Give every entry below again, exactly as written, and skip the images.
* * * *
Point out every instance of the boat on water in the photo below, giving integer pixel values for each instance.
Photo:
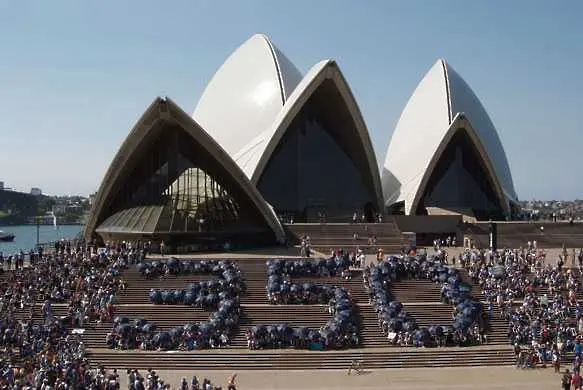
(6, 237)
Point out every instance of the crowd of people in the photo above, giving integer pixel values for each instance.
(220, 294)
(40, 353)
(469, 326)
(341, 331)
(281, 289)
(539, 300)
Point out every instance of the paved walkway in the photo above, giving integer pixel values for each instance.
(485, 378)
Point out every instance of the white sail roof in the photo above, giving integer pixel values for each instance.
(246, 93)
(423, 125)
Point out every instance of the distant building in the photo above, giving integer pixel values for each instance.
(36, 191)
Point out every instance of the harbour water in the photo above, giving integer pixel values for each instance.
(26, 236)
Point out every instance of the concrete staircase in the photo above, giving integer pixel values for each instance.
(328, 236)
(517, 234)
(421, 299)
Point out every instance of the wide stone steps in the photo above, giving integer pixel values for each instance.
(515, 235)
(313, 316)
(294, 360)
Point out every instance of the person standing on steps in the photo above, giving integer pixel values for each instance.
(231, 382)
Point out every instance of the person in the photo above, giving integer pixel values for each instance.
(356, 365)
(566, 380)
(231, 382)
(162, 248)
(576, 381)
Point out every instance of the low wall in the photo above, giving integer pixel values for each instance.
(429, 227)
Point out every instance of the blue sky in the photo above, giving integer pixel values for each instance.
(76, 75)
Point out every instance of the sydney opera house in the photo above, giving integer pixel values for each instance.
(267, 145)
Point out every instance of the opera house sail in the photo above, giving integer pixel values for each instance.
(171, 181)
(445, 153)
(267, 144)
(301, 141)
* * * *
=== Response to this exercise ===
Point out every instance of the boat on water in the photo below, giving integer pixel values for each instance.
Photo:
(6, 237)
Point out every instance of the crowd of people in the photo above, giving integer pixel values for each instance.
(220, 294)
(40, 353)
(469, 326)
(341, 331)
(281, 289)
(539, 300)
Point out every instance of the paved walkway in the photo above, giving integer pixel values for each instance.
(485, 378)
Point out every instance of the white sail roof in the photo above, giving integer pixel values for each instance.
(246, 93)
(423, 125)
Point out every instance of the distant building in the photo above, giving integer pixel values for each instance.
(36, 191)
Point out every instance of the harbour water in the photo above, giving integer pixel values for each instance.
(26, 236)
Point out every instance of the concrete staircase in the photo above, giving integer pixel values for each instance.
(328, 236)
(517, 234)
(421, 299)
Point out every instance of the wide stone steps in the photo above, giving integer pixel values for each instance.
(515, 235)
(313, 316)
(294, 360)
Point out every instance of the person standing on steps in the photo above, giving integer pixel values for each instance.
(231, 382)
Point out every instance of the person in the photo above, giving integer pixel values for each instance.
(356, 365)
(566, 380)
(231, 382)
(162, 248)
(576, 381)
Point out every instance of the low wall in the photo above, giving integer pixel values for each instance.
(429, 227)
Point out every instance of the blue sky in the photo above, giving integer pixel values for each instance.
(76, 75)
Point out every instance of the sydney opera house in the photo above, giving integer pixel values for each instance.
(267, 145)
Point out every instance of the opera house sail in the photo above, giving integer pixel values for each instance.
(171, 181)
(445, 153)
(267, 144)
(301, 141)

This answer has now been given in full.